__What is required__. Without any change, set down every record below.

>>>>>

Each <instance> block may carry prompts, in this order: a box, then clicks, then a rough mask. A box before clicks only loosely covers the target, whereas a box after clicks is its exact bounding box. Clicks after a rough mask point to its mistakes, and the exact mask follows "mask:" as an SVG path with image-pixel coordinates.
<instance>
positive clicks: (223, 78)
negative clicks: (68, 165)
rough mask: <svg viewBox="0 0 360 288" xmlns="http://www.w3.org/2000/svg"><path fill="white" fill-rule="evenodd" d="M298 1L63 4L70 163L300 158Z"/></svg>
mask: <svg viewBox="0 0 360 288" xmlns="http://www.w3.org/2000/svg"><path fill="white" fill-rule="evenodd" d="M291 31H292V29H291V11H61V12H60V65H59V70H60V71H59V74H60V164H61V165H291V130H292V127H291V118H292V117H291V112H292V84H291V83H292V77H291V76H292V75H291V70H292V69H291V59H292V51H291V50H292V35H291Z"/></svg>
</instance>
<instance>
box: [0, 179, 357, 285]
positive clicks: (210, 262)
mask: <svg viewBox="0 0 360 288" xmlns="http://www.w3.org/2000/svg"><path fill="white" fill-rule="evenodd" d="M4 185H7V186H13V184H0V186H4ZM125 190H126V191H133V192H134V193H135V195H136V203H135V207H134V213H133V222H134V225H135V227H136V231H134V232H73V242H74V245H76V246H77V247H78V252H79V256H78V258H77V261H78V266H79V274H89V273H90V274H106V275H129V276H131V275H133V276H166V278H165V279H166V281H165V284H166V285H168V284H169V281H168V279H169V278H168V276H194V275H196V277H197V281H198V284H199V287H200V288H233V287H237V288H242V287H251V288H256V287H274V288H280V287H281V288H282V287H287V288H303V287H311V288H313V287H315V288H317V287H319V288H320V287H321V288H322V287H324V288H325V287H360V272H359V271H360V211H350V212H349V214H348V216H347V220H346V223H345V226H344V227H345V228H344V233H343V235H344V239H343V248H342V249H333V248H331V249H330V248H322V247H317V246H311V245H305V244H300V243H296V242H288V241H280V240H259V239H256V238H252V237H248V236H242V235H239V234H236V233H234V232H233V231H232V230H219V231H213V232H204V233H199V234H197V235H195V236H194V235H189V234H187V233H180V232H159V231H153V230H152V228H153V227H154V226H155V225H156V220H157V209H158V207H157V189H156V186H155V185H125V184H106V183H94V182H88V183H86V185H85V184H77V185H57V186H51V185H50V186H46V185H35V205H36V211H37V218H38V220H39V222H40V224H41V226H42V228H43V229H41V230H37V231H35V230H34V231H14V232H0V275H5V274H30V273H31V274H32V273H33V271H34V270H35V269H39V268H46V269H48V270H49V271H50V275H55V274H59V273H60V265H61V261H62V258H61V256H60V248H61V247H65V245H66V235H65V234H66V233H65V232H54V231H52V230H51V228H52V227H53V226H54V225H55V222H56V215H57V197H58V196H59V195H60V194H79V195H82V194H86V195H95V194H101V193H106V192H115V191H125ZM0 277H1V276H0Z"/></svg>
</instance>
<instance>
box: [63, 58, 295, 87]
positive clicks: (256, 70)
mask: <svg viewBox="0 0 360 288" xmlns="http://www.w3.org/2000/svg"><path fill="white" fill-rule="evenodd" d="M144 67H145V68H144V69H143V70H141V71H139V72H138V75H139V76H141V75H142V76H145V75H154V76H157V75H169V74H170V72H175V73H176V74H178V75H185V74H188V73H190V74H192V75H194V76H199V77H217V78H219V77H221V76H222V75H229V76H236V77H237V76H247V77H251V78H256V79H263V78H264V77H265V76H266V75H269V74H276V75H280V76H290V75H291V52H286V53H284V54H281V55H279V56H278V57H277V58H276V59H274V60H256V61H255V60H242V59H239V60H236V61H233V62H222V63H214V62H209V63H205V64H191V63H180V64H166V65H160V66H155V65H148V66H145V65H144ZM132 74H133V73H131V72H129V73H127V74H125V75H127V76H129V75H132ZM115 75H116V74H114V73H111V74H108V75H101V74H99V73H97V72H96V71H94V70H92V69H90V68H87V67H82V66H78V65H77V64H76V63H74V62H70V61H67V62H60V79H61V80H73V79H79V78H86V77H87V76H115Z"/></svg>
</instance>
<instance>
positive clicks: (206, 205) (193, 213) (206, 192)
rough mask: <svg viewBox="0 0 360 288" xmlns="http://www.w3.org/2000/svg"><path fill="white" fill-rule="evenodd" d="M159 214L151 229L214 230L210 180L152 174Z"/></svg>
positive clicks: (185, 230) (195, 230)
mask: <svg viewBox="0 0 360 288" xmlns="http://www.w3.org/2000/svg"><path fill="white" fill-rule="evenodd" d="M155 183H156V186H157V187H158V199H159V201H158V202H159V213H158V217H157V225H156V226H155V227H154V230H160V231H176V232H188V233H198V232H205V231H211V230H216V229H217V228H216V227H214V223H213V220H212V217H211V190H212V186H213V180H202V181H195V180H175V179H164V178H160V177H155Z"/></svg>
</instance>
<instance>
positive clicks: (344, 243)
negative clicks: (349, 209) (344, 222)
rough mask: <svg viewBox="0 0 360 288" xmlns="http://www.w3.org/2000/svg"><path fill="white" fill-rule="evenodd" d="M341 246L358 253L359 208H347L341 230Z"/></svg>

<<<<<

__Response to this exercise__.
Each <instance> block may carry prompts, in this order: a box, then clicks, then a rough mask. A box before clicks only loosely covers the target, whereas a box after clicks is its exact bounding box. Clicks after a rough mask point to its mistakes, and the exact mask follows "mask:" as an SVG path with image-pixel coordinates.
<instance>
positive clicks: (223, 78)
negative clicks: (68, 165)
rough mask: <svg viewBox="0 0 360 288" xmlns="http://www.w3.org/2000/svg"><path fill="white" fill-rule="evenodd" d="M298 1L63 4L70 163L300 158Z"/></svg>
mask: <svg viewBox="0 0 360 288" xmlns="http://www.w3.org/2000/svg"><path fill="white" fill-rule="evenodd" d="M291 31H292V29H291V11H61V12H60V65H59V70H60V71H59V74H60V164H61V165H291V130H292V127H291V118H292V117H291V112H292V84H291V83H292V77H291V76H292V75H291V70H292V69H291V59H292V51H291V50H292V35H291Z"/></svg>
</instance>
<instance>
box: [0, 179, 357, 285]
positive clicks: (210, 262)
mask: <svg viewBox="0 0 360 288" xmlns="http://www.w3.org/2000/svg"><path fill="white" fill-rule="evenodd" d="M4 185H7V186H13V184H0V186H4ZM125 190H126V191H133V192H134V193H135V195H136V203H135V207H134V213H133V222H134V225H135V227H136V231H134V232H73V242H74V245H76V246H77V247H78V252H79V256H78V258H77V261H78V266H79V274H89V273H90V274H106V275H129V276H131V275H133V276H166V278H165V279H166V281H165V284H166V285H168V284H169V281H168V279H169V278H168V276H194V275H196V277H197V281H198V284H199V287H200V288H233V287H237V288H242V287H251V288H256V287H274V288H280V287H281V288H282V287H287V288H303V287H311V288H313V287H315V288H317V287H319V288H320V287H321V288H322V287H324V288H325V287H360V272H359V271H360V211H350V212H349V214H348V216H347V220H346V223H345V226H344V227H345V228H344V233H343V235H344V239H343V248H342V249H333V248H331V249H330V248H322V247H317V246H311V245H305V244H300V243H296V242H288V241H280V240H259V239H256V238H252V237H248V236H242V235H239V234H236V233H234V232H233V231H232V230H219V231H213V232H204V233H199V234H197V235H195V236H194V235H189V234H187V233H180V232H159V231H153V230H152V228H153V227H154V226H155V225H156V220H157V209H158V207H157V189H156V186H155V185H125V184H106V183H94V182H88V183H86V185H85V184H77V185H57V186H51V185H50V186H46V185H35V205H36V211H37V218H38V220H39V222H40V224H41V226H42V228H43V229H41V230H37V231H35V230H34V231H14V232H0V275H5V274H30V273H31V274H32V273H33V271H34V270H35V269H39V268H46V269H48V270H49V271H50V275H55V274H59V273H60V265H61V261H62V258H61V256H60V248H61V247H65V245H66V235H65V234H66V233H65V232H54V231H52V230H51V228H52V227H53V226H54V225H55V222H56V215H57V197H58V196H59V195H60V194H79V195H82V194H86V195H95V194H101V193H106V192H115V191H125ZM0 277H1V276H0Z"/></svg>
</instance>
<instance>
box: [63, 58, 295, 87]
positive clicks: (256, 70)
mask: <svg viewBox="0 0 360 288" xmlns="http://www.w3.org/2000/svg"><path fill="white" fill-rule="evenodd" d="M144 67H145V68H144V69H143V70H141V71H139V72H138V75H139V76H141V75H142V76H145V75H154V76H157V75H169V74H170V72H175V73H176V74H178V75H185V74H188V73H190V74H192V75H194V76H199V77H217V78H219V77H221V76H222V75H229V76H236V77H237V76H247V77H251V78H256V79H263V78H264V77H265V76H266V75H269V74H276V75H280V76H290V75H291V52H286V53H284V54H281V55H279V56H278V57H277V58H276V59H274V60H256V61H255V60H242V59H239V60H236V61H233V62H222V63H214V62H209V63H205V64H191V63H180V64H166V65H160V66H155V65H148V66H145V65H144ZM132 74H133V73H131V72H129V73H127V74H125V75H127V76H129V75H132ZM115 75H116V74H114V73H111V74H108V75H101V74H99V73H97V72H96V71H94V70H92V69H90V68H87V67H82V66H78V65H77V64H76V63H74V62H70V61H67V62H60V79H61V80H73V79H79V78H86V77H87V76H115Z"/></svg>
</instance>
<instance>
positive clicks: (206, 205) (193, 213) (206, 192)
rough mask: <svg viewBox="0 0 360 288" xmlns="http://www.w3.org/2000/svg"><path fill="white" fill-rule="evenodd" d="M159 214L151 229L214 230L210 180L152 174Z"/></svg>
positive clicks: (185, 230) (195, 230)
mask: <svg viewBox="0 0 360 288" xmlns="http://www.w3.org/2000/svg"><path fill="white" fill-rule="evenodd" d="M155 183H156V186H157V187H158V199H159V201H158V202H159V213H158V217H157V225H156V226H155V227H154V230H160V231H176V232H188V233H198V232H205V231H211V230H216V229H217V228H216V227H214V223H213V220H212V217H211V190H212V186H213V180H202V181H195V180H175V179H164V178H160V177H155Z"/></svg>
</instance>
<instance>
positive clicks: (344, 243)
negative clicks: (349, 209) (344, 222)
rough mask: <svg viewBox="0 0 360 288" xmlns="http://www.w3.org/2000/svg"><path fill="white" fill-rule="evenodd" d="M341 246L358 253L359 208H347L341 230Z"/></svg>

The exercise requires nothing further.